■ **Source**:
Begin

# Pimp Project



## Joost.... (Jul 15, 2002)

Yes, the topic has been deleted and we`re starting over. This will be the final topic were pics wont vanish after a few weeks (i hope).










this is the project, a 79 cutlass supreme 



Last edited by Joost.... at Dec 2 2003, 11:50 AM


----------



## Joost.... (Jul 15, 2002)

taking out the interior











when you do this, put some tape or paper or whatever on the windows. I didnt do it, and nothing happened, so i guess i was lucky, but i was cutting some car in the junkyard for a friend and those sparks hit the windows and they got all black and nasty, so protect them!











I`ve cut out the centre part of the rear dash. This is were the minibar will go. Some reinforcements will be made later on, because if you do this, theres a chance of breaking the rear window when 3wheeling. 











Removing rust




















2 coats of black anti-rust paint were applied. I remember someone asking if that was sprayed on, but its done with a brush, doesnt have to be smooth because you wont see anything when its done.











the minibar, i just made it as big as possible, i dont measure alot, i dont draw too many plans, all from the eye and the mind










Its build from MDF 12mm (i think thats like 1/2 inch or something) and 1mm plywood which can be bend pretty easily.










the bottom of the backseats. No these are not holes to put amps in or anything like that, but the more space under the seat, the more you can do to make it comfertable. 



Last edited by Joost.... at Dec 2 2003, 03:01 PM


----------



## Joost.... (Jul 15, 2002)

The midconsole, just make two sides, straight, aslong as the length is good its alright. You can make out lines drawn on the sides. If i would saw along those lines the console would fit exactly on the floor. 










lay the console on the floor. In some places the gap between the floor and the console will be bigger then on others spots. Try to find the place where the gap is the biggest! Measure how big that gap is. Lets say its 4 inches for example. Now go along the console from front to back, and every inch, you start measuring from the floor, straight up, 4 inches, and make a dot on the console. You`ll end up with all these points drawn on the side of the console. if you connect those you will get the line you see in the pic above. 










take the console apart and screw the 2 sides against eachother so you will have two exact copies when you start cutting along the line.











look at that, it fits!


----------



## /\Chris/\ (Jul 23, 2003)

ewww!!!yea!!! looks great :biggrin:


----------



## Joost.... (Jul 15, 2002)

the midconsole seen from above, through the rearwindow. After the bottoms fits, the top can be shaped into the desired shape. I wanted it to flow down from the minibar into an armrest for the rearseat into a midconsole all the way to the dash. Like a waterfall :biggrin: 











this is a block that i secured to the floor, and holes were drilled through the sides, the idea is that the console fits over it, and a long bolt goes through the sides of the console and through the block, therefor locking the console in place. But im thinking or doing this in metal, welded, i didnt have a welder back then.



















so this is kinda like the base of the interior. The top of the console is also covered with the same plywood used in the minibar.


----------



## Joost.... (Jul 15, 2002)

End

■ **Exercises to complete**:
1. Answer these questions from the thread, one line per answer, marked (a), (b), (c):
(a) What car is the project?
(b) How many coats of black anti-rust paint were applied, and with what tool?
(c) What materials is the minibar built from?
2. Which lines of the records contain the string "tower"? Copy out every one of them.

■ **Input**:
Begin

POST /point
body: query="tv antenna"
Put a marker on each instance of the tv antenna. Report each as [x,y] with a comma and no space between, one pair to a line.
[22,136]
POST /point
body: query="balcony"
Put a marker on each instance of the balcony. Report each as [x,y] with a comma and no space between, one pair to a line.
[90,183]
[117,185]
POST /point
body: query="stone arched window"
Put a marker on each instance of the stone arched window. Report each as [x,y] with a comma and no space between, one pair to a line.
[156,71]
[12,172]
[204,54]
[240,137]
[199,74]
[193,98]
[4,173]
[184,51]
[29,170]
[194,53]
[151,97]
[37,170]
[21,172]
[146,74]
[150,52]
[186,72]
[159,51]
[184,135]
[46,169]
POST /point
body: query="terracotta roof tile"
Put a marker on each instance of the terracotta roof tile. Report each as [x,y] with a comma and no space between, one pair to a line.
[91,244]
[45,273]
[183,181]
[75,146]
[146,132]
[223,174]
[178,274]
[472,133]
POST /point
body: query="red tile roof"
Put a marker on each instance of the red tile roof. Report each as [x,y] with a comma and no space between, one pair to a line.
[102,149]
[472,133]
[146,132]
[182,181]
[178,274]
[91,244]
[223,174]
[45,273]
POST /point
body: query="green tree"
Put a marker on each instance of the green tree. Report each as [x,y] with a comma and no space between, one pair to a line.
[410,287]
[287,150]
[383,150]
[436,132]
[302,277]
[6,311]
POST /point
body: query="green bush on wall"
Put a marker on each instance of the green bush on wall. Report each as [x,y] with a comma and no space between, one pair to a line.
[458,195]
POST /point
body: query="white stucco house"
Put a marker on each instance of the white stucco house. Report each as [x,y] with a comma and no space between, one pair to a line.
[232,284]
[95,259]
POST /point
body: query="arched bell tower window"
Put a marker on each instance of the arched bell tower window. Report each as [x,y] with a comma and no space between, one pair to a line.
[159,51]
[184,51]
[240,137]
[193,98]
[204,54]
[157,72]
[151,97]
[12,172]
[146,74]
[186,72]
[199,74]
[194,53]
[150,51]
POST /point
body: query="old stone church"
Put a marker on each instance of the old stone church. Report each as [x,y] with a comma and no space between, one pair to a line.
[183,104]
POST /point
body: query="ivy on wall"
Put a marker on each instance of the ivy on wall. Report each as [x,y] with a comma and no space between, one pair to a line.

End

■ **Answers to each task**:
1.
(a) A 79 Cutlass Supreme.
(b) Two coats, applied with a brush.
(c) 12mm MDF and 1mm plywood.

2.
body: query="arched bell tower window"
Put a marker on each instance of the arched bell tower window. Report each as [x,y] with a comma and no space between, one pair to a line.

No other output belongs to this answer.